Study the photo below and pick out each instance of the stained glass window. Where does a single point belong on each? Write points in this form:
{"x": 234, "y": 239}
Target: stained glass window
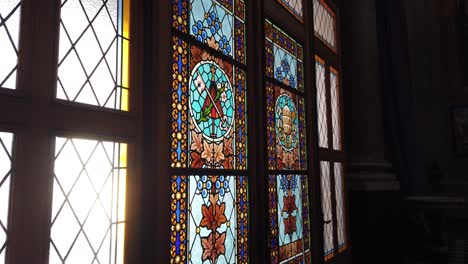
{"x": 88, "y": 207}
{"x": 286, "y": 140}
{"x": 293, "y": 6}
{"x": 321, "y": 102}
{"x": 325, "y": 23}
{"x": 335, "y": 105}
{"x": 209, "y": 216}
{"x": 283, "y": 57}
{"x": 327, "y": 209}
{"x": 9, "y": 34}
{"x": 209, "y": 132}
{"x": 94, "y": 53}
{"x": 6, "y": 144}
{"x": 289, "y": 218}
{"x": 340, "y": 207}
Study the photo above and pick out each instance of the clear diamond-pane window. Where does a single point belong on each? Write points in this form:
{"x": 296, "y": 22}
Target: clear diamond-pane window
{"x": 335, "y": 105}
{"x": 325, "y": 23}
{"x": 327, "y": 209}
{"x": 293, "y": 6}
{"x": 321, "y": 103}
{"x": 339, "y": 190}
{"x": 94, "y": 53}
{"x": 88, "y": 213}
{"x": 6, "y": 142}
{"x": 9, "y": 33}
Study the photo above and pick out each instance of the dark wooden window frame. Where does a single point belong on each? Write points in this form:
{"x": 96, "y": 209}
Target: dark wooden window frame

═══

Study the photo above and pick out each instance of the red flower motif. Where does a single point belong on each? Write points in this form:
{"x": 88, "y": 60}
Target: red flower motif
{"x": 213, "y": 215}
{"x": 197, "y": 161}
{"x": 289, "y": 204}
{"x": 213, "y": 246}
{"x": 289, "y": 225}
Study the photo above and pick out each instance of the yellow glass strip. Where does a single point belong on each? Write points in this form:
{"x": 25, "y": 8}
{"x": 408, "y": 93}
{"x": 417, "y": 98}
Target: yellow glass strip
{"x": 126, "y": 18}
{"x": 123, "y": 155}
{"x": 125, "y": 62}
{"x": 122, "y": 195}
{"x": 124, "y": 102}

═══

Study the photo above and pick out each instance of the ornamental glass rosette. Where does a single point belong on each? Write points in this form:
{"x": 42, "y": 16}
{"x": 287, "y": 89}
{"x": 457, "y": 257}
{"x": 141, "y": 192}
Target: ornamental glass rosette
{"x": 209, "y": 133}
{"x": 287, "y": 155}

═══

▶ **HOW TO COMPLETE THIS TASK**: Among the records, find the lines that contain "wooden" and copy each of them.

▶ **REPLY TO THE TASK**:
Study the photo above and pick out each instance of the dark wooden window frame. Where does a single point belong on each? Write points in this form:
Target: dark wooden window frame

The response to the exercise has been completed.